THE TASK - Copy out, word for word, the entries starting at the line that contains "the orange jersey" and running through the last of the entries.

GIVEN DATA -
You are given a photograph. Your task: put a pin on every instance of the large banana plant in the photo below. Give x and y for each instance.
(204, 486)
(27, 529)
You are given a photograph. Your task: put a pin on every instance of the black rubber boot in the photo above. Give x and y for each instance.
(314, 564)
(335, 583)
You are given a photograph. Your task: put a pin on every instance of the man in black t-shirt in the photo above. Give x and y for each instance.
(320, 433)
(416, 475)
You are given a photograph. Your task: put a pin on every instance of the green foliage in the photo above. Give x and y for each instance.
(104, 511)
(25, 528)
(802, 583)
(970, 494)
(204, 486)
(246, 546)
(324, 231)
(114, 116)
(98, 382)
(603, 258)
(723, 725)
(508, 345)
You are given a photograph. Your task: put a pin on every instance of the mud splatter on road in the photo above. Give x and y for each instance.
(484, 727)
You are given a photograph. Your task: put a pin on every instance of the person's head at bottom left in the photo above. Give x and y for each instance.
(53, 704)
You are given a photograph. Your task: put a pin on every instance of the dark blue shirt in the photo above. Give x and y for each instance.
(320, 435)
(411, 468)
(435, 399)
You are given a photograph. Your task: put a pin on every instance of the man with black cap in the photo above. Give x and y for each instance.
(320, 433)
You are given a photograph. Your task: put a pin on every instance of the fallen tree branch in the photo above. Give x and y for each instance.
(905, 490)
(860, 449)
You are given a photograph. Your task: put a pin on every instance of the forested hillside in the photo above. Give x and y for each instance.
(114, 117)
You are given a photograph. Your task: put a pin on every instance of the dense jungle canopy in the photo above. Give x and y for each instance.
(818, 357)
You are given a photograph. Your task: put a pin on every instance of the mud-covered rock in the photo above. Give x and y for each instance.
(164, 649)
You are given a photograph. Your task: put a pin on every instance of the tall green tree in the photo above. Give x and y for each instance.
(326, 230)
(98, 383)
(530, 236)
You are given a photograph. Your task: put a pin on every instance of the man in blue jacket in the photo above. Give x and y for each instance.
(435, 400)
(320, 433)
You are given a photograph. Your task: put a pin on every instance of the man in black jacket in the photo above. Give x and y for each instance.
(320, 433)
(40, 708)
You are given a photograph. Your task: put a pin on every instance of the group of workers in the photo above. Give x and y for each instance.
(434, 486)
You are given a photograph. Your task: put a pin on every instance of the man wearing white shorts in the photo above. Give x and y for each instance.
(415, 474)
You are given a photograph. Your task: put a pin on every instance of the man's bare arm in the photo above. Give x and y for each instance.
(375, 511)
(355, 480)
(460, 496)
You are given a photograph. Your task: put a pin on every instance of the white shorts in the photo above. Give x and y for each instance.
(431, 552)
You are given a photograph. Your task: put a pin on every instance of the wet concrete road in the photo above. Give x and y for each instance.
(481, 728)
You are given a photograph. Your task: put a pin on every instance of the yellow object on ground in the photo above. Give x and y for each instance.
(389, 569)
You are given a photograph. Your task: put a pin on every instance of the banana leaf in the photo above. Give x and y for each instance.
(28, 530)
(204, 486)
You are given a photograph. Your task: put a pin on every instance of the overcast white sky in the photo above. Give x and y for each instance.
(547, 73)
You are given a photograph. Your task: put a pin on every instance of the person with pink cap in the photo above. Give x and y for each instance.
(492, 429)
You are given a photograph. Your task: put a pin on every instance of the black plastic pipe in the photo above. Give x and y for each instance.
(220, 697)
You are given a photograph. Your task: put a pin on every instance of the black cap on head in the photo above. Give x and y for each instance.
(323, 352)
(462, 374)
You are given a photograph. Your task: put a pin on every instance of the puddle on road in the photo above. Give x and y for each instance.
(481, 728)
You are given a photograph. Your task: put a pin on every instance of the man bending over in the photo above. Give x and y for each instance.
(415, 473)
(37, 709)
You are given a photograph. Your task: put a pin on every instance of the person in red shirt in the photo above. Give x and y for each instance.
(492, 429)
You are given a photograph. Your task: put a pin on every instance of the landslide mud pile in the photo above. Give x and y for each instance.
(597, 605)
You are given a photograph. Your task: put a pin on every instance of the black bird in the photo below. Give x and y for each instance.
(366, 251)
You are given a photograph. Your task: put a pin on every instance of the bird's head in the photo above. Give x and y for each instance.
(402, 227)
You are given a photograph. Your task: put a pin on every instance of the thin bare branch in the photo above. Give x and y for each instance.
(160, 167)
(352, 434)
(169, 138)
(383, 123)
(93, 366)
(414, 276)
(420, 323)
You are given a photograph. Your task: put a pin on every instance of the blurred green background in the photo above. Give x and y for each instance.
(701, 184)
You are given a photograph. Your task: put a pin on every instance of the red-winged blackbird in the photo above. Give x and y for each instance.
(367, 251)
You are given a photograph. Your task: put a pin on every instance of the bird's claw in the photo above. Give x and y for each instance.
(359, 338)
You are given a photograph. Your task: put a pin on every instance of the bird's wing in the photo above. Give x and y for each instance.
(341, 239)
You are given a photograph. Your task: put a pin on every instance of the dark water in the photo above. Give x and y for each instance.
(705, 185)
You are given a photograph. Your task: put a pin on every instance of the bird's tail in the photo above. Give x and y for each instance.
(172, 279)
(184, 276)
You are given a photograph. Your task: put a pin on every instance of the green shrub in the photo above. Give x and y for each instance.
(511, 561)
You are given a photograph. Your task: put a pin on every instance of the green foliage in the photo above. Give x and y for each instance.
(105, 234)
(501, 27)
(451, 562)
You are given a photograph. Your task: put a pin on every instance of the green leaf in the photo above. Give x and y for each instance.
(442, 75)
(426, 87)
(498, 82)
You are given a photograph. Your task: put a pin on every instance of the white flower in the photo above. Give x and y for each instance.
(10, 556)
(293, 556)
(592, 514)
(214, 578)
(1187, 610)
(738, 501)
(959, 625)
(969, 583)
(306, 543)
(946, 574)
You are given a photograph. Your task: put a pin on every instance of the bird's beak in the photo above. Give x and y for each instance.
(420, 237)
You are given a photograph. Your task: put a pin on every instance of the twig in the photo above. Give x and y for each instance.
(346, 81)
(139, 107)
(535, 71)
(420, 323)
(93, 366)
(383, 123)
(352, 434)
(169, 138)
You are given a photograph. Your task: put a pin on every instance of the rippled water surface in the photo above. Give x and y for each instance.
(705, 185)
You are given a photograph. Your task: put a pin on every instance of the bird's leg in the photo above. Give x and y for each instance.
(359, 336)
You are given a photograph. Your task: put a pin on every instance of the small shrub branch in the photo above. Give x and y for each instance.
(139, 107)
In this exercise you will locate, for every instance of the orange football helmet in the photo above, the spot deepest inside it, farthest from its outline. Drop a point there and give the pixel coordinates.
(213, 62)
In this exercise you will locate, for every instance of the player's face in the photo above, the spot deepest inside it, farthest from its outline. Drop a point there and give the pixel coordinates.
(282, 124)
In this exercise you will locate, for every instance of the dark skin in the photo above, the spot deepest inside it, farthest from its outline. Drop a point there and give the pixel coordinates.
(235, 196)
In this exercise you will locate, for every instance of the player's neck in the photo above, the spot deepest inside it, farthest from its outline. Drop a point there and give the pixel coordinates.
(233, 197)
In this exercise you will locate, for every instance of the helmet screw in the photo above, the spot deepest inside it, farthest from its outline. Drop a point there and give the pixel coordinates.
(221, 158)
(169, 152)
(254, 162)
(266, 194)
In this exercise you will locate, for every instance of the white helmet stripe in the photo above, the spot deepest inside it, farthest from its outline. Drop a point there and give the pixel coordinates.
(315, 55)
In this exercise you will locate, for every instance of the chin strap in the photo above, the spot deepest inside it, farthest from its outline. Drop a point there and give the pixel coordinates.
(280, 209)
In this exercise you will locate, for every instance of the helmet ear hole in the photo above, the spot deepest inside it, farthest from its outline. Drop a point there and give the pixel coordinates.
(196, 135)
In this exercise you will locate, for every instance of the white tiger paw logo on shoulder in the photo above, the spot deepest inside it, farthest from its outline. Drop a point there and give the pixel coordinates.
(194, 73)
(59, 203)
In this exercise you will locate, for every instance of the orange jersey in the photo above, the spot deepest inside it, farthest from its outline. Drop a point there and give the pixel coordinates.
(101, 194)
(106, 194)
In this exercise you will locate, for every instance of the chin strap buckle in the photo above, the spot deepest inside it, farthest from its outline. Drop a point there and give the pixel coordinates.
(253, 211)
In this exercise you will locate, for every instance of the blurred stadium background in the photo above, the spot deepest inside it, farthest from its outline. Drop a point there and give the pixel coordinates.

ANSWER BELOW -
In this exercise you will locate, for every instance of the orange jersey in the photo above, the spot deepest inside it, farthest from its outline. Drop a point there and give the pixel coordinates.
(101, 194)
(106, 194)
In this exercise you will locate, for every instance of the chin strap buckle in the photo above, the spot deepest inside it, farthest from its outline. Drop a point there and give the pixel coordinates.
(253, 211)
In this exercise you will locate, for every instance of the blurred stadium background in the photo above, the spot deepest inside it, farthest from its outline. Drop a point there and give the pixel coordinates.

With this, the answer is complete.